PASSAGE:

####################

ConditionPositionFormSet = modelformset_factory(Condition, ordering=True, fields=())

class OrderConditionsView(FormView):
    form_class = ConditionPositionFormSet

This will result in rewriting all items one by one, which must happen in a transaction, or in the correct order.


Alternatively, we could use a form that just indicates the new position of a given condition, and have that form handle the UPDATE queries: this will result in just two queries instead.

class ConditionPositionForm(forms.ModelForm):
    class Meta:
        model = Condition
        fields = ('position',)


class OrderConditionsView(UpdateView):
    """
    Handle an AJAX request to move one condition to a new position.

    The condition in that position will be moved to the next position, and so on.
    """
    form_class = ConditionPositionForm

    def form_valid(self, form):
        position = form.cleaned_data('position')

####################

EXTRACTED MATERIAL:
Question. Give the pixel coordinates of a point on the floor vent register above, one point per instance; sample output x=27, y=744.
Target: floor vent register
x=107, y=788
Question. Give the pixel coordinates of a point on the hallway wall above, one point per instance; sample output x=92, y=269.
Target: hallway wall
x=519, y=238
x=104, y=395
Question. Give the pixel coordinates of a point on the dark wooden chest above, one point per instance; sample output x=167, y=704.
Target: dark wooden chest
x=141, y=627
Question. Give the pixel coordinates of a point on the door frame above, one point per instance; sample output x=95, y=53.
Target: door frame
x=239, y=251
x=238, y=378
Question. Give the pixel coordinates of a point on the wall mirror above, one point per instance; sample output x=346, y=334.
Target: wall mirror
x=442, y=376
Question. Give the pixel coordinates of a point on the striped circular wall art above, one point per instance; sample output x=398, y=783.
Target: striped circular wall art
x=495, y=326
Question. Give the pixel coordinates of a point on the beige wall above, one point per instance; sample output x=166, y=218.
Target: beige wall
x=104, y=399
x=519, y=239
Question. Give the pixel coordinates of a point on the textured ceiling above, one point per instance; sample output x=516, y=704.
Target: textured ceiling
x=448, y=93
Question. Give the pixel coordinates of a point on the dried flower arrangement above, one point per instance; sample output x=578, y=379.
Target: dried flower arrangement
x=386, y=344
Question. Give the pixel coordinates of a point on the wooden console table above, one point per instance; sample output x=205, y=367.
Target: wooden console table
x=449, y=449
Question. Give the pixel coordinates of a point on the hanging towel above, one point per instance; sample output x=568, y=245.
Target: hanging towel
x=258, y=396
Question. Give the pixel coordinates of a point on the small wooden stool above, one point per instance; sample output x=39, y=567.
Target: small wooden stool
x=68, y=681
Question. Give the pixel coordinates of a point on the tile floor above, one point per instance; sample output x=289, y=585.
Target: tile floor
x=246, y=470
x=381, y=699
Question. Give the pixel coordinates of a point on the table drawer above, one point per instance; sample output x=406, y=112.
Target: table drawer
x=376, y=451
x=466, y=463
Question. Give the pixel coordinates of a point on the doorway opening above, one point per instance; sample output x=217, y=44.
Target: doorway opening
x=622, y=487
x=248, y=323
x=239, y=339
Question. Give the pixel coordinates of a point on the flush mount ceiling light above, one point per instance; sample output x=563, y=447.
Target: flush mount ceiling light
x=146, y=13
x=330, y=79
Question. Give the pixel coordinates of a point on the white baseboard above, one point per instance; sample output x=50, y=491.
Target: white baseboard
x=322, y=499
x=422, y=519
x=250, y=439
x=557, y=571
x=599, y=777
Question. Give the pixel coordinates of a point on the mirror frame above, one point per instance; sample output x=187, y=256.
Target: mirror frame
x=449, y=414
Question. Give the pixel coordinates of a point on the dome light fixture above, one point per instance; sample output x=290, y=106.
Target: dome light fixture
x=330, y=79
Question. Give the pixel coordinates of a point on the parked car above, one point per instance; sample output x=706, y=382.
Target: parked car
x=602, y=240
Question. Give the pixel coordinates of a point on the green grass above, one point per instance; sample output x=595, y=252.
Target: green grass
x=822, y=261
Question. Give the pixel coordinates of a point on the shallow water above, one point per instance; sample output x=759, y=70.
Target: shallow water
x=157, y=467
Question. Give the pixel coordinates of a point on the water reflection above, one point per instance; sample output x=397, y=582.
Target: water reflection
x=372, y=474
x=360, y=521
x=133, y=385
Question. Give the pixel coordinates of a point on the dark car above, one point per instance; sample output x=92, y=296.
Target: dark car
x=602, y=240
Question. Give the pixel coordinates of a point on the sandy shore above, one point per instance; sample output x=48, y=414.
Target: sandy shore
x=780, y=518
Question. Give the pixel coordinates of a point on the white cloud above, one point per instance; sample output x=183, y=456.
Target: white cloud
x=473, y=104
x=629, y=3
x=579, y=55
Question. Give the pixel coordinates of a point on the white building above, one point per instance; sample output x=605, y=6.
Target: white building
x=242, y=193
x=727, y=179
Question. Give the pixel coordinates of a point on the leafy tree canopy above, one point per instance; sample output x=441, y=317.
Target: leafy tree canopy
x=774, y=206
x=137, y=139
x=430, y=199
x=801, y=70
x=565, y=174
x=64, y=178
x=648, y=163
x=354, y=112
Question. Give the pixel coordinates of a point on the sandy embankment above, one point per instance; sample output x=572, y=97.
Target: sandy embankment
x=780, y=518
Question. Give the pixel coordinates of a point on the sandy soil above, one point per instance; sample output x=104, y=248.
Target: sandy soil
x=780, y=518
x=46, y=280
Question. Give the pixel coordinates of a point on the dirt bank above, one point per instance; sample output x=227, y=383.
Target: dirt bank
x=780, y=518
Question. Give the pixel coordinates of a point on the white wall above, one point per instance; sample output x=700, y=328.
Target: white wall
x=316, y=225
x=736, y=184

####################

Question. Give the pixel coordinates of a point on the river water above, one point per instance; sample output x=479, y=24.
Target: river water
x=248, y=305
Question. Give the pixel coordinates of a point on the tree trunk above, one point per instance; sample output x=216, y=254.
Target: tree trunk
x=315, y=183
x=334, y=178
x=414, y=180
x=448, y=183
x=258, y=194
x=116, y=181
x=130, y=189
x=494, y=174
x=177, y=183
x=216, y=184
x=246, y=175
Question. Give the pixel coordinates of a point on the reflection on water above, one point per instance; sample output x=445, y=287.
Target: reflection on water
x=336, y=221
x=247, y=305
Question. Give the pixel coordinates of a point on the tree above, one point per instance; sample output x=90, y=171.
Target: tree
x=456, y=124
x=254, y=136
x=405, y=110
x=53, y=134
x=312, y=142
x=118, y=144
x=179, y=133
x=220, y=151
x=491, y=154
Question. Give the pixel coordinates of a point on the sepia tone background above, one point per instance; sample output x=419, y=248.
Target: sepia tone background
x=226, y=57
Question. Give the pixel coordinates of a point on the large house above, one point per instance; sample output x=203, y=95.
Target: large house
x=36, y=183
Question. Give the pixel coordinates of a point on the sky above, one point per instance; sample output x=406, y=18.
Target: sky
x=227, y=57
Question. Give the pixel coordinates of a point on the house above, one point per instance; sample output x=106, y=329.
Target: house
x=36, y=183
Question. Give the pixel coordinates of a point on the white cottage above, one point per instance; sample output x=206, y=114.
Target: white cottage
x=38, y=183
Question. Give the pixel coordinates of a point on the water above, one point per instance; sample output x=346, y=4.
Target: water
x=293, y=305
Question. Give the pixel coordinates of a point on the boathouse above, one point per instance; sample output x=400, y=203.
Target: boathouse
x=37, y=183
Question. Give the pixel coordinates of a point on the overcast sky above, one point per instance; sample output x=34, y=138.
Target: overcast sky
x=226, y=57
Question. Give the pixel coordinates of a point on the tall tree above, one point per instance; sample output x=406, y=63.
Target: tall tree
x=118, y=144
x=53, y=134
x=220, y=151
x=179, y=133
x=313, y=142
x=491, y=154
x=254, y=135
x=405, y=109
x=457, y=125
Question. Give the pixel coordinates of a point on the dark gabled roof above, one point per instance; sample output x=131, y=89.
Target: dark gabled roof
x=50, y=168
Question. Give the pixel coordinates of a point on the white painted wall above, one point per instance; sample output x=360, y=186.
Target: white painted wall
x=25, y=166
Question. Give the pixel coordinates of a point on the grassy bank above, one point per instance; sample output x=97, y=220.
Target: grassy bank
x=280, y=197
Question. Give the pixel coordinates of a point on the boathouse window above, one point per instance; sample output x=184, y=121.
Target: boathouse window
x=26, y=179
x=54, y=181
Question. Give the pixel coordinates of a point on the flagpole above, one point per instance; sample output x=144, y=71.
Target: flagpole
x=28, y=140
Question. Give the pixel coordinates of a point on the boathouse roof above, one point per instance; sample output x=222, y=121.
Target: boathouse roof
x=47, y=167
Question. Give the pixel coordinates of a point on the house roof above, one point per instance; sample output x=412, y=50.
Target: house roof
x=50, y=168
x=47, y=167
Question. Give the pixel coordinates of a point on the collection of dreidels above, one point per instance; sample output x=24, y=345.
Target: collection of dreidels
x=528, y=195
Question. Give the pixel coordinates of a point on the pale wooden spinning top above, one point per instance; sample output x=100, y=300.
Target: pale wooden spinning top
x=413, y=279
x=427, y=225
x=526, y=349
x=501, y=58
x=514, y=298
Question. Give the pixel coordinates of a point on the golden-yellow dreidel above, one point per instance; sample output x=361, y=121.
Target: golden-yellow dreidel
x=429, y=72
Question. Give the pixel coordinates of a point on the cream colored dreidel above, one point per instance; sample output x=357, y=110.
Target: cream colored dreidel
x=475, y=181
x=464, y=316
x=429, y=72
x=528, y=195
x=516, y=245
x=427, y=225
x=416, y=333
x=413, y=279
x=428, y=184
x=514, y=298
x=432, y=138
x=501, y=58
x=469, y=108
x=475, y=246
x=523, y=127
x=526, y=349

####################

SHORT TASK: Could you restate the passage on reordering conditions between "Alternatively, we could" and "two queries instead.", inclusive, swapping "new position" for "target position"?

TASK RESULT:
Alternatively, we could use a form that just indicates the target position of a given condition, and have that form handle the UPDATE queries: this will result in just two queries instead.